== Trecho

Mas aguenta. A gente ressignifica a vida, desenvolve novas rotinas e segue em frente. Justamente porque percebemos no corpo que a vida é efêmera.

Clarissa Pinheiro

Atriz Clarissa Pinheiro, em foto de ensaio, veste roupa azul e sorri
Atriz Clarissa Pinheiro - Aralume Fotografia

A primeira vez que vi a atriz pernambucana Clarissa Pinheiro na televisão foi na série da Globo Justiça. Ela fez par com Enrique Diaz, que eu já conhecia e de quem sou uma grande fã.

Um tempo depois, eles estavam mais uma vez na mesma série, desta vez Onde nascem os fortes, também da Globo, uma das melhores obras brasileiras a que já assisti.

A Gilvânia, personagem da Clarissa, dava uma leveza à trama pesada e eu aguardava ansiosamente por cada aparição dela.

Um belo dia, em maio de 2018, assisti ao vivo a uma cena em que ela contracenava com o Alexandre Nero, o "seu Pedro". Ri tanto da espontaneidade deles – ela orientando que ele não tentasse passar por um lugar estreito, porque ia entalar, e ele reagindo indignado – que fiquei na dúvida se estava mesmo no roteiro, ou foi um improviso na hora. Queria rever e mostrar ao meu marido.

====
== Linhas listadas

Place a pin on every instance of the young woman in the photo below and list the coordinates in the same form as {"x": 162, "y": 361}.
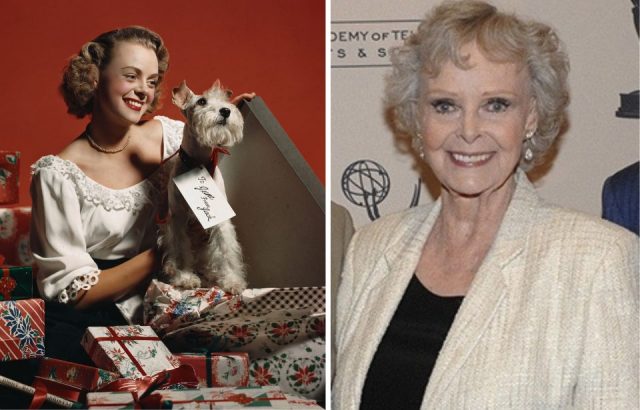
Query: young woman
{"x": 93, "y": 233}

====
== Linhas listadas

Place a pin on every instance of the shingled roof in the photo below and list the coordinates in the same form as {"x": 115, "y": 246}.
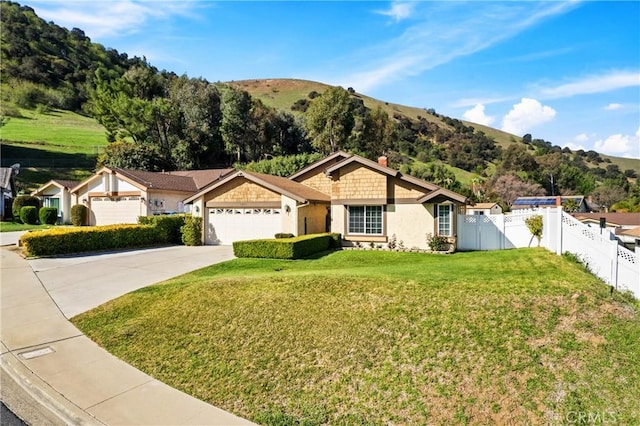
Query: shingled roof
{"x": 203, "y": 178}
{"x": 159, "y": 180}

====
== Linhas listadas

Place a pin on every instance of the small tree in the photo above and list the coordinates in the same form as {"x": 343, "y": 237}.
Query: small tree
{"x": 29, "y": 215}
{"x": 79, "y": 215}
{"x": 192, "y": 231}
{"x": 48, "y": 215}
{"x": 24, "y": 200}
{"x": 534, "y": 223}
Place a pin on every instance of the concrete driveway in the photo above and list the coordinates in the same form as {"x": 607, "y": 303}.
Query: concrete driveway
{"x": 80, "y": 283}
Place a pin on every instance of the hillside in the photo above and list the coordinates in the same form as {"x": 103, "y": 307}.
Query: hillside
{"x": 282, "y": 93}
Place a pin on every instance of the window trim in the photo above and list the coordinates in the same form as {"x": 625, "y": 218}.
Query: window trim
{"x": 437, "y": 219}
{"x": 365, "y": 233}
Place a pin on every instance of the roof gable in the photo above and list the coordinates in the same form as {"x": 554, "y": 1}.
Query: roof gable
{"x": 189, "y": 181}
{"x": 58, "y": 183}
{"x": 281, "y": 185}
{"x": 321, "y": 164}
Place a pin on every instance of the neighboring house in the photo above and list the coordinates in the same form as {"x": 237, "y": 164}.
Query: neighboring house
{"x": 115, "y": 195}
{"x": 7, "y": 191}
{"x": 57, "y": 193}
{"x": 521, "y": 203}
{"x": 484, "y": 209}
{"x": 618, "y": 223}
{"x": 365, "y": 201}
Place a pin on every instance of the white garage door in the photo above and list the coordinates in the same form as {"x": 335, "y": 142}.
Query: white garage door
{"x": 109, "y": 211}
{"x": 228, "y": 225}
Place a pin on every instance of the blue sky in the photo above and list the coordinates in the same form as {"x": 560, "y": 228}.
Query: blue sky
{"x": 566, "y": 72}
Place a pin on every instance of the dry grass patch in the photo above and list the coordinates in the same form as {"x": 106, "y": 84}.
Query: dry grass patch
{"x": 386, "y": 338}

====

**Enunciado:** Reescreva o texto sobre a atriz Clarissa Pinheiro entre "Mas aguenta. A" e "cada aparição dela.", inclusive, trocando "série" por "novela".

**Exercício resolvido:**
Mas aguenta. A gente ressignifica a vida, desenvolve novas rotinas e segue em frente. Justamente porque percebemos no corpo que a vida é efêmera.

Clarissa Pinheiro

Atriz Clarissa Pinheiro, em foto de ensaio, veste roupa azul e sorri
Atriz Clarissa Pinheiro - Aralume Fotografia

A primeira vez que vi a atriz pernambucana Clarissa Pinheiro na televisão foi na novela da Globo Justiça. Ela fez par com Enrique Diaz, que eu já conhecia e de quem sou uma grande fã.

Um tempo depois, eles estavam mais uma vez na mesma novela, desta vez Onde nascem os fortes, também da Globo, uma das melhores obras brasileiras a que já assisti.

A Gilvânia, personagem da Clarissa, dava uma leveza à trama pesada e eu aguardava ansiosamente por cada aparição dela.